Ricardo Lingan Baccay (born April 3, 1961) is the fourth Archbishop of the Archdiocese of Tuguegarao.

Biography
Ricardo Lingan Baccay was born in Tuguegarao on April 3, 1961. He attended the secondary schools at the San Jacinto seminary and did his studies in philosophy and theology at the University of Santo Tomas in Manila. He was subsequently awarded a Master of Arts at the Lyceum of Aparri and a doctorate in educational management from the University of Manila. He  was ordained a priest together with Bishop Danilo Ulep of Batanes on April 10, 1987 by Archbishop Diosdado Aenlle Talamayan.

## Data excerpt

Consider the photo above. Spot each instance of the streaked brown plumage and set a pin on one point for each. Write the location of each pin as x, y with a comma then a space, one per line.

## Tasks for this exercise
[1] In the Baccay biography, where did Baccay study philosophy and theology?
[2] Turn the paragraph of the Baccay biography beginning "Ricardo Lingan Baccay was born in Tuguegarao" into a bulleted list of its main facts.
The material comes from a different source than the Baccay biography.

## Outputs
[1] At the University of Santo Tomas in Manila.

[2]
- Born in Tuguegarao on April 3, 1961
- Attended secondary school at the San Jacinto seminary
- Studied philosophy and theology at the University of Santo Tomas in Manila
- Earned a Master of Arts at the Lyceum of Aparri
- Earned a doctorate in educational management from the University of Manila
- Ordained a priest on April 10, 1987 by Archbishop Diosdado Aenlle Talamayan, together with Bishop Danilo Ulep of Batanes